_Trecho citado_.
"""

Valor Econômico / Eu & Fim de Semana
No Brasil, o governante corrupto é
revestido de uma aura de quem está acima da materialidade cotidiana da vida
Em 2022, ocorrerá o 370º aniversário da
publicação da “Arte de Furtar”, obra-prima do Padre Antonio Vieira, “Zeloso da
Pátria”, como ele assinou. O livro é dedicado a dom João IV, duque de Bragança,
restaurador do trono de Portugal após os 80 anos da dominação espanhola dos
reis Filipes. Vieira nasceu em Portugal, foi missionário no Brasil e no Brasil
morreu.
O duque de Bragança era um homem culto.
Fino compositor. Autor da conhecida “Adeste Fidelis”, música natalina até hoje
cantada em todo o mundo cristão. Compôs também “Crux Fidelis”, ainda nos tempos
atuais cantada nas cerimônias da Semana Santa celebradas na bela e monumental
capela gótica vertical do King’s College, em Cambridge, na Inglaterra.
Não é dos batedores de carteira que trata a
“Arte de Furtar”. É dos que se valem do poder político para meter a mão no que
não lhes pertence. O livro é uma antecipação de tratado de sociologia da
corrupção. Para que a conduta desonesta seja desvendada, sugere o autor atenção
às máscaras. Um tema bem sociológico.
O corrupto político é também ator da arte política de parecer honesto quando não o é. Para desvelar a corrupção, não basta, pois, seguir o dinheiro, como se diz por aqui. É preciso descobrir do que é que se fingem os corruptos para parecer patriotas e santos. O verde e amarelo pode esconder muita coisa que não é verde-amarela. Repetir versículos bíblicos não santifica quem o faz.
É por aí que se pode saber quem são os
mascarados. O mensalão e a Operação Lava-Jato mostraram algumas artimanhas do
mascaramento, a incrível trama desse modo de fazer o teatro do poder.
Diferentemente do que o homem comum e
ingênuo supõe, o corrupto não é, propriamente, um bandido, um assaltante que,
de mão armada, toma de outro aquilo a que não tem direito. Sua arma é a arte do
fingimento. O eleitor-vítima é coadjuvante desse teatro.
Cem anos depois do Padre Vieira, na
Inglaterra, um banqueiro, John Mortlock (1755-1816), tinha um conceito
profissional para o que os leigos definiam como corrupção: “O que vocês chamam
corrupção, eu chamo influência”. Mortlock morreu santamente e está sepultado
numa pequena igreja próxima da casa em que morou e onde estabeleceu seu banco,
em Cambridge. Além de banqueiro, ele foi membro do Parlamento e 13 vezes
prefeito da cidade.
Aqui, também, corruptos têm um sistema
conceitual para parecer honestos. Já tivemos governantes publicamente
reconhecidos como corruptos que, não obstante, se reelegeram várias vezes para
funções públicas de relevo. O cinismo popular justificou-os com o “rouba, mas
faz”. Corrupção econômica e mentira sanitária são aqui técnicas políticas
necessárias ao exercício do poder. Fazem parte do mesmo imaginário.

"""

_Registros da listagem_.
"""

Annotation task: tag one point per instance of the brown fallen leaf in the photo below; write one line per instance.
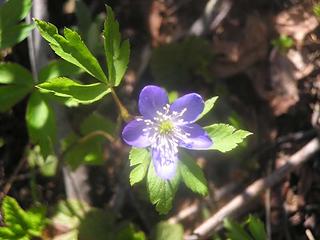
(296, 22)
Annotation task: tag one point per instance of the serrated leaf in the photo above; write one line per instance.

"""
"""

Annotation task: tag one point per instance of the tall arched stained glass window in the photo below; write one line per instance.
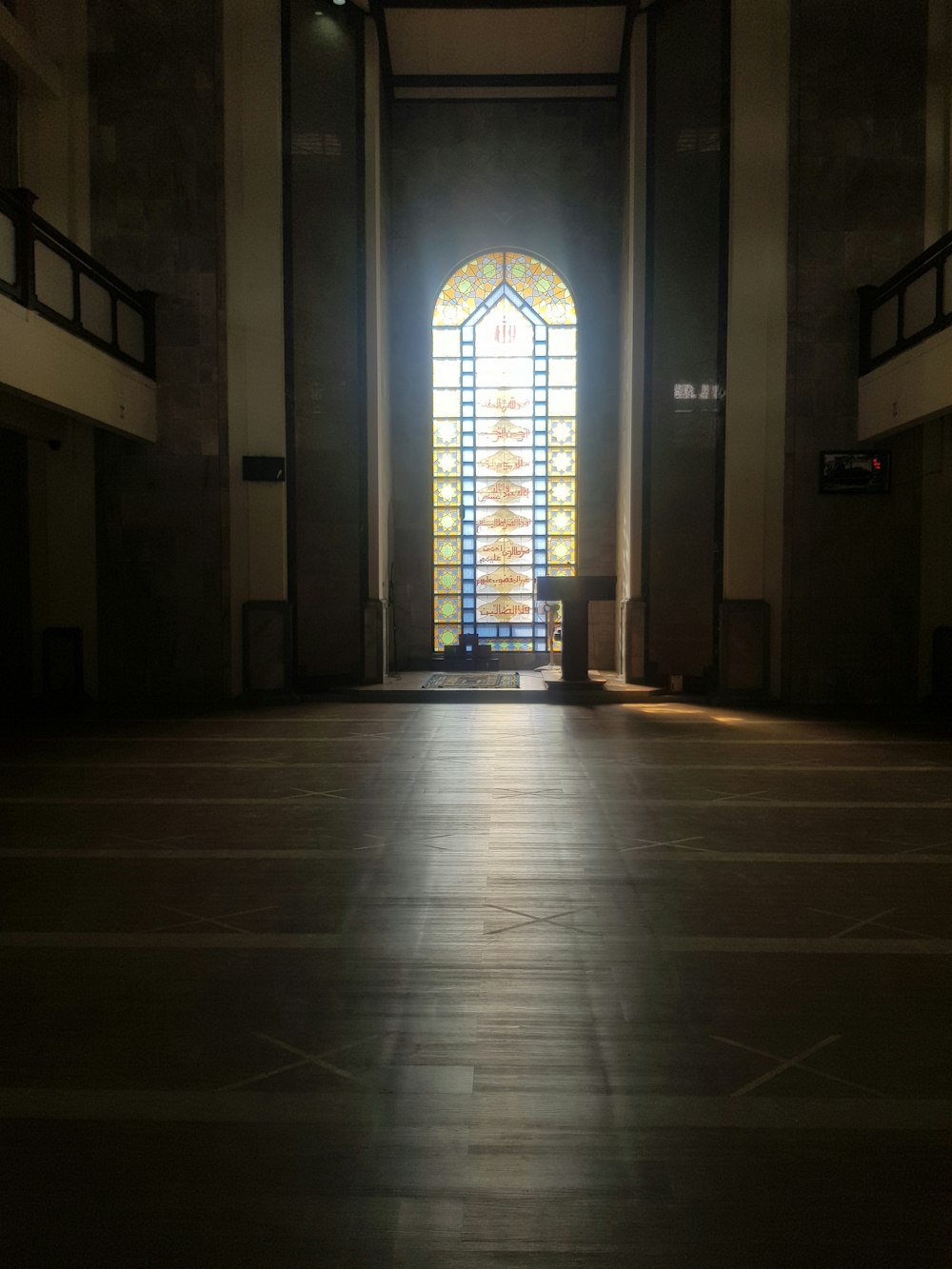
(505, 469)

"""

_Tarefas propostas_.
[A] Segundo o trecho sobre a "Arte de Furtar", a quem o livro é dedicado?
[B] Copie da listagem as linhas que começam na que contém "Annotation task: tag one point per instance of the brown" e terminam na que contém "Annotation task: tag one point per instance of the serrated", com as duas incluídas. Deixe as imagens de fora.

_Respostas em ordem_.
[A] A dom João IV, duque de Bragança.

[B]
Annotation task: tag one point per instance of the brown fallen leaf in the photo below; write one line per instance.
(296, 22)
Annotation task: tag one point per instance of the serrated leaf in the photo above; write one line per instance.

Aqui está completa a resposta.